What to work on:
Place every line of the records below into a Markdown table with the columns Row and Line, numbering the rows in order and omitting blank lines.

------ Dataset content

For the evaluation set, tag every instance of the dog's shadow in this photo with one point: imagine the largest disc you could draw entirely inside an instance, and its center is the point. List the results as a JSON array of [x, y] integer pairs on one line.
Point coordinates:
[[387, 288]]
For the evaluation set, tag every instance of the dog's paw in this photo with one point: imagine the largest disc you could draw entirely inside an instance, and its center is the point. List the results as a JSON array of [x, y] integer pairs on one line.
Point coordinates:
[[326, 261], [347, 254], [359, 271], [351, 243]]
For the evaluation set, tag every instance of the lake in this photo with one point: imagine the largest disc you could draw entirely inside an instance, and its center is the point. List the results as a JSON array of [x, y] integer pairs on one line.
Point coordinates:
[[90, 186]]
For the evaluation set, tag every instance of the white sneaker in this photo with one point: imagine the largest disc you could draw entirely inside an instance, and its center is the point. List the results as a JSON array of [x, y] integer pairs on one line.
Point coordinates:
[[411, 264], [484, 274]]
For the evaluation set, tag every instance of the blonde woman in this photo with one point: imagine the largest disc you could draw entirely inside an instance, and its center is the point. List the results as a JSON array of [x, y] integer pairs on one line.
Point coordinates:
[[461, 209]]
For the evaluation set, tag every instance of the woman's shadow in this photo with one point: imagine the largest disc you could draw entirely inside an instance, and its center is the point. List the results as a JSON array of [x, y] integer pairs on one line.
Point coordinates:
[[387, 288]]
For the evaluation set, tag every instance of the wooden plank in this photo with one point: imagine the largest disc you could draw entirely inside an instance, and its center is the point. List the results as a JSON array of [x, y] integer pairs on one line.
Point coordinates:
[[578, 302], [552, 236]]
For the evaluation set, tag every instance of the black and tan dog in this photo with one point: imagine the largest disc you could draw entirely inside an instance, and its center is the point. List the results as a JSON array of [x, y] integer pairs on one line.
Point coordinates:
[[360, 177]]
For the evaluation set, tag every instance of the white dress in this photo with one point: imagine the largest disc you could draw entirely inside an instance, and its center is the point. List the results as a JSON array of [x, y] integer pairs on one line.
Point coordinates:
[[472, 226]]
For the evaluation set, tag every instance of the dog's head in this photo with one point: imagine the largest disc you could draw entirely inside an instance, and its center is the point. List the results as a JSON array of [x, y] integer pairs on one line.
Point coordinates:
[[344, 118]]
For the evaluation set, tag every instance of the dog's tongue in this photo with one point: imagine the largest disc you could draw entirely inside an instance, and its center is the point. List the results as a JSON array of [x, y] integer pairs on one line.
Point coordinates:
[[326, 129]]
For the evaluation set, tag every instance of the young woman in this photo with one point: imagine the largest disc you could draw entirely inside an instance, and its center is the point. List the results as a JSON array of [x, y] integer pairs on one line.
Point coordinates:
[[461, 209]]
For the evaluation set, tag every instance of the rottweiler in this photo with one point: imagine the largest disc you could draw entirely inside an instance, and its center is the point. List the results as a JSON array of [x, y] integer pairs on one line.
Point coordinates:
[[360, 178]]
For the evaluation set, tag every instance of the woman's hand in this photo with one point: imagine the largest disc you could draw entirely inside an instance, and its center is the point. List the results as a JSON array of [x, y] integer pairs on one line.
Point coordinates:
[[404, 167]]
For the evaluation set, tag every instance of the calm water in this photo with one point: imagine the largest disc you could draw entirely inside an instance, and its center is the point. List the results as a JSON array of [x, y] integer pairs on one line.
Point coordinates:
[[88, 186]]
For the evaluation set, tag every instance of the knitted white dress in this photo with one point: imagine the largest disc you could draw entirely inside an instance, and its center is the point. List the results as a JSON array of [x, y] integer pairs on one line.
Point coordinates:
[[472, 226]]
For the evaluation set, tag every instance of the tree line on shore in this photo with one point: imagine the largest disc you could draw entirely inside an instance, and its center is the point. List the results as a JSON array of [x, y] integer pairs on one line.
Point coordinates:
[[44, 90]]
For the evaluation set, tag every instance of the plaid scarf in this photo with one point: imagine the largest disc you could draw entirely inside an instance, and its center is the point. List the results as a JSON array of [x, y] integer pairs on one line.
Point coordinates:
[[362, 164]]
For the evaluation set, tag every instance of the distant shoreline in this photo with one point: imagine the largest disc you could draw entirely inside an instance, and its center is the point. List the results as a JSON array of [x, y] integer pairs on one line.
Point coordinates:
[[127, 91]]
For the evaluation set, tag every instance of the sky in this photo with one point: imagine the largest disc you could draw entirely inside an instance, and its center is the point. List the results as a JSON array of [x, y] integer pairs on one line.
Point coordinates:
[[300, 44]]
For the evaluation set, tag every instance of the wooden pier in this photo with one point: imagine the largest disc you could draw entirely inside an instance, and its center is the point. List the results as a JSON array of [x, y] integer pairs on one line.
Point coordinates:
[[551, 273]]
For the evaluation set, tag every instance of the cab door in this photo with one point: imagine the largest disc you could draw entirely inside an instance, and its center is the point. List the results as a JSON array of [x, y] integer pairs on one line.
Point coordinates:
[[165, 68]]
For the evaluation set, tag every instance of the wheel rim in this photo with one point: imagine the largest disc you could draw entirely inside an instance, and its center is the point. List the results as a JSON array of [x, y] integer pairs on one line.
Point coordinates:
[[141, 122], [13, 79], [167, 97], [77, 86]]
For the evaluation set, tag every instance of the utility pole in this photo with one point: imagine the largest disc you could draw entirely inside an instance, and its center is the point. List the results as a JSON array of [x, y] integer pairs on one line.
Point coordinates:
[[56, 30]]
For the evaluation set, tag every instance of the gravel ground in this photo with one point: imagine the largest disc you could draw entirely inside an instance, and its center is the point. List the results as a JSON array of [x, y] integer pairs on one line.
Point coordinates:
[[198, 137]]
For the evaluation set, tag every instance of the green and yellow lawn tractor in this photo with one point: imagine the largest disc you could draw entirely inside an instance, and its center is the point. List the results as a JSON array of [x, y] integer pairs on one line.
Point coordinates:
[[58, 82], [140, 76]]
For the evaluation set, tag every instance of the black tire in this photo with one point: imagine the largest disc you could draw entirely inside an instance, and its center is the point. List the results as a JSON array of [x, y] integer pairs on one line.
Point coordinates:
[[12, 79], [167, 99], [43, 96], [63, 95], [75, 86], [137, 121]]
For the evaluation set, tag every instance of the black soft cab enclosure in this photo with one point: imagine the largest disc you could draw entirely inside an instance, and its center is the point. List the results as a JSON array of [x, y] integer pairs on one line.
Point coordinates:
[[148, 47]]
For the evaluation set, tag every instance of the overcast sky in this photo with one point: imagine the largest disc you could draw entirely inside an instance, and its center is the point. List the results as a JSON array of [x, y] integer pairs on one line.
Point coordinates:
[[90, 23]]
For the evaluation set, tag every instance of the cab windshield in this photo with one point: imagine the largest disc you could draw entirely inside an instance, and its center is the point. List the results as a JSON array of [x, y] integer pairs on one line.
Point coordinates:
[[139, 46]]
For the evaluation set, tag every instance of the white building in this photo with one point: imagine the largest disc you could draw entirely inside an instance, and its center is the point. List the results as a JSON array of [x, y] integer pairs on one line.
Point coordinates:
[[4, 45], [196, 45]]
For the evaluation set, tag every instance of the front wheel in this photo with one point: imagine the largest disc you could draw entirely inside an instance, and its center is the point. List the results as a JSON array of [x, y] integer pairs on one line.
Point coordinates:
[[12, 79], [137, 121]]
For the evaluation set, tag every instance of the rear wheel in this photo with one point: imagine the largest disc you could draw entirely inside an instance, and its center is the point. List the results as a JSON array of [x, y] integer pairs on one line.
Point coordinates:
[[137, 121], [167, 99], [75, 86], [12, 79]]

------------

Result:
| Row | Line |
|---|---|
| 1 | For the evaluation set, tag every instance of the dog's shadow in this photo with one point: imagine the largest disc you could draw entirely inside an instance, and its center is the point. List the results as a JSON array of [x, y] integer pairs on one line. |
| 2 | Point coordinates: |
| 3 | [[387, 288]] |
| 4 | For the evaluation set, tag every instance of the dog's paw in this photo with one point: imagine the largest disc you could draw entirely inside an instance, and its center is the point. List the results as a JSON array of [x, y] integer pairs on one line. |
| 5 | Point coordinates: |
| 6 | [[326, 261], [347, 254], [359, 271], [351, 243]] |
| 7 | For the evaluation set, tag every instance of the lake in this photo with one point: imagine the largest disc you could draw entirely inside an instance, and its center is the point. List the results as a JSON array of [x, y] integer pairs on one line. |
| 8 | Point coordinates: |
| 9 | [[90, 186]] |
| 10 | For the evaluation set, tag every instance of the white sneaker in this photo with one point: imagine the largest disc you could draw entirely inside an instance, and its center is the point. List the results as a JSON array of [x, y] integer pairs on one line. |
| 11 | Point coordinates: |
| 12 | [[411, 264], [484, 274]] |
| 13 | For the evaluation set, tag every instance of the blonde woman in this photo with one point: imagine the largest disc you could draw entirely inside an instance, and its center is the point. List the results as a JSON array of [x, y] integer pairs on one line. |
| 14 | Point coordinates: |
| 15 | [[461, 209]] |
| 16 | For the evaluation set, tag every instance of the woman's shadow in this photo with one point: imagine the largest disc you could draw entirely inside an instance, and its center is the point. List the results as a JSON array of [x, y] integer pairs on one line. |
| 17 | Point coordinates: |
| 18 | [[387, 288]] |
| 19 | For the evaluation set, tag every instance of the wooden plank in this photo with one point: imagine the largest disc you could draw entirely inside an instance, and its center is the point. List the results as a JSON array of [x, y] integer pairs on one line. |
| 20 | Point coordinates: |
| 21 | [[578, 302], [552, 236]] |
| 22 | For the evaluation set, tag every instance of the black and tan dog in this photo with one point: imagine the largest disc you could draw entirely inside an instance, and its center is the point. List the results as a JSON array of [x, y] integer pairs on one line. |
| 23 | Point coordinates: |
| 24 | [[360, 177]] |
| 25 | For the evaluation set, tag every instance of the white dress in this photo with one point: imagine the largest disc you could draw entirely inside an instance, and its center is the point. List the results as a JSON array of [x, y] integer pairs on one line. |
| 26 | Point coordinates: |
| 27 | [[472, 226]] |
| 28 | For the evaluation set, tag every instance of the dog's head in this photo with one point: imagine the largest disc you could draw entirely inside an instance, and its center is the point. List the results as a JSON array of [x, y] integer pairs on one line. |
| 29 | Point coordinates: |
| 30 | [[344, 118]] |
| 31 | For the evaluation set, tag every instance of the dog's tongue in this photo with one point: imagine the largest disc you could draw entirely inside an instance, and its center is the point. List the results as a JSON array of [x, y] integer pairs on one line. |
| 32 | Point coordinates: |
| 33 | [[326, 129]] |
| 34 | For the evaluation set, tag every instance of the young woman in this photo with one point: imagine the largest disc you could draw entirely inside an instance, and its center is the point. List the results as a JSON array of [x, y] integer pairs on one line. |
| 35 | Point coordinates: |
| 36 | [[461, 209]] |
| 37 | For the evaluation set, tag every instance of the rottweiler in this photo with one point: imagine the largest disc you could draw entirely inside an instance, and its center is the point. List the results as a JSON array of [x, y] integer pairs on one line. |
| 38 | Point coordinates: |
| 39 | [[360, 178]] |
| 40 | For the evaluation set, tag every instance of the woman's hand in this photo with one point: imagine the largest disc you could draw entirely inside an instance, and its center is the point. List the results as a JSON array of [x, y] integer pairs on one line. |
| 41 | Point coordinates: |
| 42 | [[404, 167]] |
| 43 | For the evaluation set, tag every instance of the calm water in this photo with one point: imagine the largest disc you could draw entirely inside an instance, and its center is the point. List the results as a JSON array of [x, y] integer pairs on one line. |
| 44 | Point coordinates: |
| 45 | [[88, 186]] |
| 46 | For the evaluation set, tag every instance of the knitted white dress in this photo with one point: imagine the largest disc you could draw entirely inside an instance, and its center is the point. List the results as a JSON array of [x, y] integer pairs on one line. |
| 47 | Point coordinates: |
| 48 | [[472, 226]] |
| 49 | For the evaluation set, tag every instance of the tree line on shore in this photo with one point: imagine the largest disc you could draw entirely inside an instance, and its center is the point. List the results as a JSON array of [x, y] integer pairs on one line. |
| 50 | Point coordinates: |
| 51 | [[44, 90]] |
| 52 | For the evaluation set, tag every instance of the plaid scarf in this photo with one point: imagine the largest disc you could draw entirely inside an instance, and its center is the point. List the results as a JSON array of [x, y] integer pairs on one line. |
| 53 | Point coordinates: |
| 54 | [[362, 164]] |
| 55 | For the evaluation set, tag every instance of the distant shoreline in this photo with one point: imagine the largest disc you could draw entirely inside an instance, and its center is the point. List the results as a JSON array of [x, y] integer pairs on one line. |
| 56 | Point coordinates: |
| 57 | [[127, 91]] |
| 58 | For the evaluation set, tag every instance of the sky in this photo with one point: imagine the largest disc you could draw entirely inside an instance, and its center is the point. List the results as a JSON array of [x, y] integer pairs on one line. |
| 59 | Point coordinates: |
| 60 | [[300, 44]] |
| 61 | For the evaluation set, tag every instance of the wooden pier in this photo with one point: imagine the largest disc you could draw entirely inside an instance, and its center is the point. List the results as a JSON array of [x, y] integer pairs on one line. |
| 62 | Point coordinates: |
| 63 | [[551, 273]] |
| 64 | For the evaluation set, tag every instance of the cab door in this photo with one point: imagine the largest disc you could draw entirely inside an instance, and its center is the point. List the results as a JSON array of [x, y] integer pairs on one line. |
| 65 | Point coordinates: |
| 66 | [[165, 68]] |
| 67 | For the evaluation set, tag every instance of the wheel rim in this photo with one point: imagine the largest disc you could draw entirely inside an instance, and its center is the point. List the results as a JSON array of [x, y] integer pairs on one line. |
| 68 | Point coordinates: |
| 69 | [[141, 122], [13, 79], [167, 97], [77, 86]] |
| 70 | For the evaluation set, tag every instance of the utility pole in this photo with one point: imagine the largest disc you could draw entirely inside an instance, and its center is the point. List the results as a JSON array of [x, y] integer pairs on one line. |
| 71 | Point coordinates: |
| 72 | [[56, 30]] |
| 73 | For the evaluation set, tag every instance of the gravel ground in this photo with one point: imagine the largest disc you could draw entirely inside an instance, and its center is the point. List the results as a JSON array of [x, y] integer pairs on one line. |
| 74 | Point coordinates: |
| 75 | [[198, 137]] |
| 76 | For the evaluation set, tag every instance of the green and yellow lawn tractor in this photo with one point: imagine the largest disc you could draw entirely inside an instance, and its center is the point. List the results as a JSON array of [x, y] integer pairs on one line. |
| 77 | Point coordinates: |
| 78 | [[58, 82], [140, 76]] |
| 79 | For the evaluation set, tag every instance of the black tire in this photo with one point: imagine the largest disc you could draw entirely inside an instance, and its center is the point. List the results as a JSON array of [x, y] integer pairs on one line. |
| 80 | Point coordinates: |
| 81 | [[12, 79], [167, 99], [43, 96], [63, 95], [75, 86], [137, 121]] |
| 82 | For the evaluation set, tag every instance of the black soft cab enclosure in this photo with one point: imagine the largest disc you could draw entirely inside an instance, and its center is the point. List the results as a JSON array of [x, y] integer pairs on one line. |
| 83 | Point coordinates: |
| 84 | [[148, 47]] |
| 85 | For the evaluation set, tag every instance of the overcast sky in this photo with one point: imagine the largest disc you could draw entirely inside an instance, and its center is the point. List the results as a JSON array of [x, y] integer pairs on one line. |
| 86 | Point coordinates: |
| 87 | [[90, 23]] |
| 88 | For the evaluation set, tag every instance of the cab windshield in this photo with one point: imagine the largest disc you could draw entirely inside an instance, and its center is the point. List the results as a JSON array of [x, y] integer pairs on one line. |
| 89 | Point coordinates: |
| 90 | [[139, 46]] |
| 91 | For the evaluation set, tag every instance of the white building in this photo with one point: imagine the largest disc you could draw entirely inside an instance, and its center is the point. List the results as a JSON array of [x, y] integer pairs on one line. |
| 92 | Point coordinates: |
| 93 | [[4, 45], [196, 45]] |
| 94 | For the evaluation set, tag every instance of the front wheel in this photo with one point: imagine the largest disc you could draw entirely inside an instance, and its center is the point. List the results as a JSON array of [x, y] integer pairs on one line. |
| 95 | Point coordinates: |
| 96 | [[12, 79], [137, 121]] |
| 97 | For the evaluation set, tag every instance of the rear wheel in this photo with one point: imagine the largest disc you could draw entirely inside an instance, and its center is the point. List the results as a JSON array of [x, y] integer pairs on one line. |
| 98 | Point coordinates: |
| 99 | [[137, 121], [167, 99], [75, 86], [12, 79]] |